What you are asked to do.
Filter the entries that follow, copying every line in which the word "this" appears.

########

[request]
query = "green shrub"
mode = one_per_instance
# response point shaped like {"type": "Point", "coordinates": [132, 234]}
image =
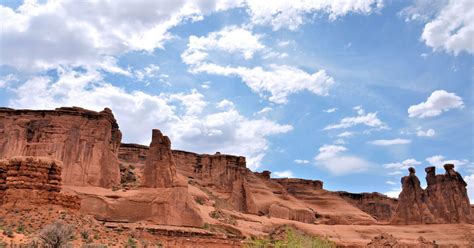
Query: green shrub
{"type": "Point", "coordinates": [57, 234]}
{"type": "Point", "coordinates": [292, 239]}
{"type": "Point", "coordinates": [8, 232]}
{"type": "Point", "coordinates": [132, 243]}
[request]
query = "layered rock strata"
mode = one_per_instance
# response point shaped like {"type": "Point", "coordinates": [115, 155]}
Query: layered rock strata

########

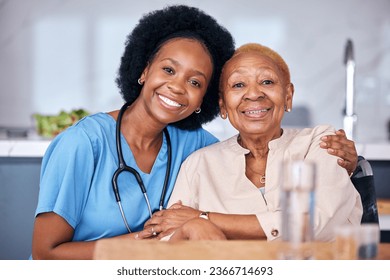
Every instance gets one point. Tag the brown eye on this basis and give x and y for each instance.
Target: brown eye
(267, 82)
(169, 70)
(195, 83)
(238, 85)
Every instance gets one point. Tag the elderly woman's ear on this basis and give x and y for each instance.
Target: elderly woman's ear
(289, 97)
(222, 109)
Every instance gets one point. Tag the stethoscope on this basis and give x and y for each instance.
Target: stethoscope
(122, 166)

########

Result of the exercise.
Every instance gets one point. Tag the brown eye on this basis and give x and y for each instance.
Every instance gets one point. Tag the elderly woman's ear on this basis and give x and y for each instance.
Every instance gets one point. Tag the stethoscope on this basis and give x and y for each instance.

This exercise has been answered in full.